**** RECORD RIPORTATI ****

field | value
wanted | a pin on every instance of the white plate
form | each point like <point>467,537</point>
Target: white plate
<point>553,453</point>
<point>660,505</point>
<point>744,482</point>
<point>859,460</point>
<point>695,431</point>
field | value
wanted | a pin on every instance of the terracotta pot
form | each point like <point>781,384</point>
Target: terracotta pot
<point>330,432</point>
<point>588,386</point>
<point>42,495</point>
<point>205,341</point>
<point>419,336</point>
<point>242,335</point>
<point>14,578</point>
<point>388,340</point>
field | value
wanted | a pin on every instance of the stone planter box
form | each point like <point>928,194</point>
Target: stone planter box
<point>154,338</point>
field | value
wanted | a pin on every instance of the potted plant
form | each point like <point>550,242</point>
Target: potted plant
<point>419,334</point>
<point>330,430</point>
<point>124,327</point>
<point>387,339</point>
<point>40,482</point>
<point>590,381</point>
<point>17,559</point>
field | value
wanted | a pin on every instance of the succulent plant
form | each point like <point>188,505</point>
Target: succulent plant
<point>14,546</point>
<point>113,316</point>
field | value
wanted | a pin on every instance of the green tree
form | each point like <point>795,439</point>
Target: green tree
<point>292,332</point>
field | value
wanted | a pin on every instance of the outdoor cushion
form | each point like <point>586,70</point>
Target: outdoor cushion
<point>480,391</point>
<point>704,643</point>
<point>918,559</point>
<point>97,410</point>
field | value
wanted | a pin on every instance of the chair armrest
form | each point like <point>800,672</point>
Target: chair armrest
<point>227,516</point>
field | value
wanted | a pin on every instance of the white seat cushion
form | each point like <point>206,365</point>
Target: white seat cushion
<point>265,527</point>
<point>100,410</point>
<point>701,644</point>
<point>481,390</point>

****
**** RECORD RIPORTATI ****

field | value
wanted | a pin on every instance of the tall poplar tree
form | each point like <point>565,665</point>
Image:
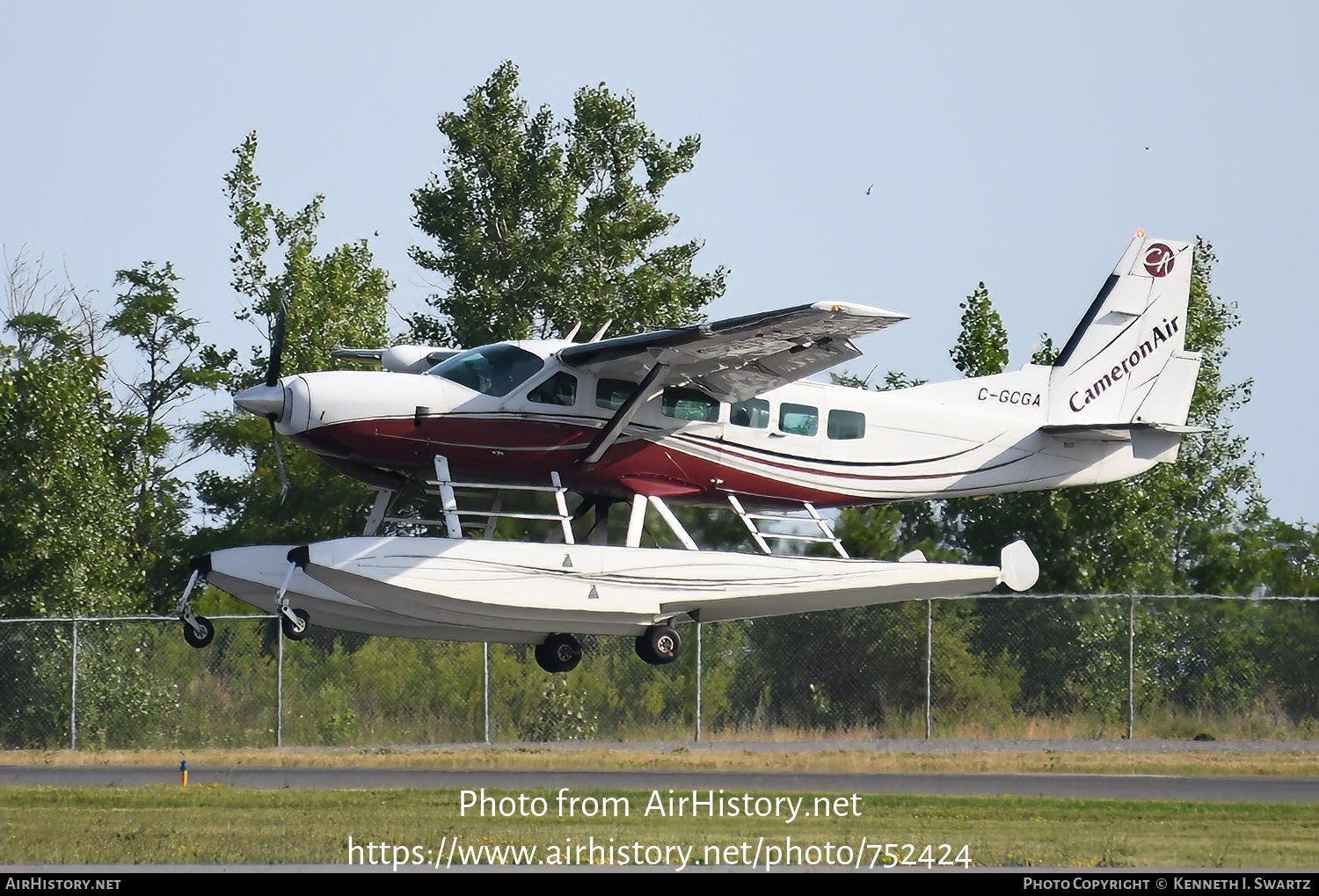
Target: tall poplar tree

****

> **DESCRIZIONE DEL PROBLEMA**:
Seleziona nei record precedenti tutte le righe in cui compare la parola "potted" e ricopiale.

> **SOLUZIONE QUI SOTTO**:
wanted | a pin on every instance of the potted plant
Target: potted plant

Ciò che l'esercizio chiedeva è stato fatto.